PASSAGE TO READ:

A veterinarian hopes the public anger over an illegal spate of wildlife snaring will invigorate her mission to eradicate a much larger, potentially deadlier threat to northern wildlife.
“This is an underdog problem. It’s not a popular cause like animal abuse and neglect, but it’s a clear case of animal cruelty without anyone being deliberate or intentional. It’s just a consequence of what humans have left out in the wilderness.”
Dr. Veronica Gventsadze is speaking about the 100-year old Dominion Government Telegraph Service line, a network of five-millimetre iron cables snaking through 2,900 kilometres of wilderness from Ashcroft, B.C., up through Hazleton and terminating in Dawson City, Y.T. Known as the Yukon Telegraph, this logistical marvel of its time connected the gold fields of the Yukon to southern Canada.
The line was abandoned in the 1940s and 50s as wireless technology advanced.
But the galvanized cable was of such high quality it still shows no sign of corrosion or breakage. As the original poles collapse, and trees topple, the cable either sags to the forest floor or lies in tangles beneath moss and foliage, creating a perfect trap for moose and, further north, caribou.
“A bull moose crashes through the forest with his antlers, and that’s it. That’s how he gets around,” Gventsadze says. “There must be a tremendous amount of anguish not being able to free himself [from the wire], possibly lying there exhausted, hungry—he’s live prey for a bear. The wire is like nothing found in nature, so the moose not having a chance to escape or protect itself is a completely unnatural situation.”

INFORMATION PROVIDED:
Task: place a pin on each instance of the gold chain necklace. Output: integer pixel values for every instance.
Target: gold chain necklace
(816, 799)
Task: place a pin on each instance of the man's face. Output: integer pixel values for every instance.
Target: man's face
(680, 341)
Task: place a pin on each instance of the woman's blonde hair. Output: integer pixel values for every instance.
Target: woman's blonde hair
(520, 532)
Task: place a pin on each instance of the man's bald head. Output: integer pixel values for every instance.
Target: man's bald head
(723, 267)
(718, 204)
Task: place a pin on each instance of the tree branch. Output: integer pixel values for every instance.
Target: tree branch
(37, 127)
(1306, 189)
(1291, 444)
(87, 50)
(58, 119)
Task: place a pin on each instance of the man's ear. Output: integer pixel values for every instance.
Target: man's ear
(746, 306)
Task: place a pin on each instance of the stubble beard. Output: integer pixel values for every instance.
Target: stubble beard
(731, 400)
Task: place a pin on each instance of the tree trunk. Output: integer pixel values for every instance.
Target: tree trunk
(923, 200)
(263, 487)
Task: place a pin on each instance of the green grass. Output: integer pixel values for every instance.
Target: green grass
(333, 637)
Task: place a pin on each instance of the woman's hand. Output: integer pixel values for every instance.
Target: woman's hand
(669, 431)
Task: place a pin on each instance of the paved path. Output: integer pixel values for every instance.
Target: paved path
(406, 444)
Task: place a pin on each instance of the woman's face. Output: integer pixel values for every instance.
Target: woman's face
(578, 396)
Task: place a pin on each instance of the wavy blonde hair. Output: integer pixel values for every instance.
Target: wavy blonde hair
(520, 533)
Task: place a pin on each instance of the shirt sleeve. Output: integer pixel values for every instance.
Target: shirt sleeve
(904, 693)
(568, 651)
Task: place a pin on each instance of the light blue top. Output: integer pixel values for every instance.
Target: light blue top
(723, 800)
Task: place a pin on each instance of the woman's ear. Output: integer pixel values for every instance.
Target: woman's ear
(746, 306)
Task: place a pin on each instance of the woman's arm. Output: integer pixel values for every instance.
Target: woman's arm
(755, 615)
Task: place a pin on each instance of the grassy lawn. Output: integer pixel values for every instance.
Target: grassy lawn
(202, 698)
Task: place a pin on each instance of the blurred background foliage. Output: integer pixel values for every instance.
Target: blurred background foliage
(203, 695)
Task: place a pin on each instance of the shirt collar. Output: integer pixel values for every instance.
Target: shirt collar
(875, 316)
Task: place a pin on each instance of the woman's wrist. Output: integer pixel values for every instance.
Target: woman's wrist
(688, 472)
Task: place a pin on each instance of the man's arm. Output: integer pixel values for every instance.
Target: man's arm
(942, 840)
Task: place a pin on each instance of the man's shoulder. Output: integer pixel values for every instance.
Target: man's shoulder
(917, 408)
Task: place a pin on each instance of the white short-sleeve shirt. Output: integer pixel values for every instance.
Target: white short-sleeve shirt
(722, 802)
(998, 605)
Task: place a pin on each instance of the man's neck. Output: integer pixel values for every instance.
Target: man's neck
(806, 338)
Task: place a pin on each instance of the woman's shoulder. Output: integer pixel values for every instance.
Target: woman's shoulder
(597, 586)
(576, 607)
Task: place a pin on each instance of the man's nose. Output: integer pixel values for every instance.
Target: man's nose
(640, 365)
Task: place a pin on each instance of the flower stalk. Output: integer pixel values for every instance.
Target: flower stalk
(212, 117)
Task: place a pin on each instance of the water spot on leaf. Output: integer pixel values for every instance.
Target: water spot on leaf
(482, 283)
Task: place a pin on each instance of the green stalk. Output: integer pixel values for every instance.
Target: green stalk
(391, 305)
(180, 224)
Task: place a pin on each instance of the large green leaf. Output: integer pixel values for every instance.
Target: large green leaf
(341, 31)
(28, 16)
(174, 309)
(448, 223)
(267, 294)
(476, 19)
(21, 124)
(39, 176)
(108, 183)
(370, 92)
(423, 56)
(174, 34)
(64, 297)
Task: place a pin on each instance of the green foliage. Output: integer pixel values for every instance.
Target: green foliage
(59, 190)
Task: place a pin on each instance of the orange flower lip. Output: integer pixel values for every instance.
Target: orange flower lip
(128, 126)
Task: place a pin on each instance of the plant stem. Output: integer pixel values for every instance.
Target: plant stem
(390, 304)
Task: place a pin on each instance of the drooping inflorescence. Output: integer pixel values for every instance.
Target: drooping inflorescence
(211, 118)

SET PROBLEM 1: From the article on the abandoned Yukon Telegraph wire above, set down the part that opens with the words containing "Dr. Veronica Gventsadze" and closes with "wireless technology advanced.", word for word.
SET PROBLEM 2: According to the article on the abandoned Yukon Telegraph wire, when was the telegraph line abandoned, and what led to it?
SET PROBLEM 3: Write what comes next in the article on the abandoned Yukon Telegraph wire, picking up after its final sentence.

EXERCISE ANSWER 1:
Dr. Veronica Gventsadze is speaking about the 100-year old Dominion Government Telegraph Service line, a network of five-millimetre iron cables snaking through 2,900 kilometres of wilderness from Ashcroft, B.C., up through Hazleton and terminating in Dawson City, Y.T. Known as the Yukon Telegraph, this logistical marvel of its time connected the gold fields of the Yukon to southern Canada.
The line was abandoned in the 1940s and 50s as wireless technology advanced.

EXERCISE ANSWER 2: It was abandoned in the 1940s and 50s as wireless technology advanced.

EXERCISE ANSWER 3:
The Squamish-based veterinarian began a grassroots campaign to see the line removed in June, 2016, during an otherwise-regular visit to her Rosswood cabin in the Nass Valley. Her husband was picking lobster mushrooms when he stumbled across a one-kilometre stretch of the fallen line. He counted the corpses of three moose in varying stages of decomposition, she says.
“This is grizzly bear country, so the moose will be dragged off pretty quickly. We don’t know how many have been there before.” Since her husband’s discovery Gventsadze has found other sites along the Stewart branch of the telegraph service.
After being told last year there was very little Conservation Officers Service could do in the matter, Gventsadze contacted the Terrace office again last month upon reading news reports of a prolific and intentional snaring operation in the Kitimat River Valley, which the COS is still investigating.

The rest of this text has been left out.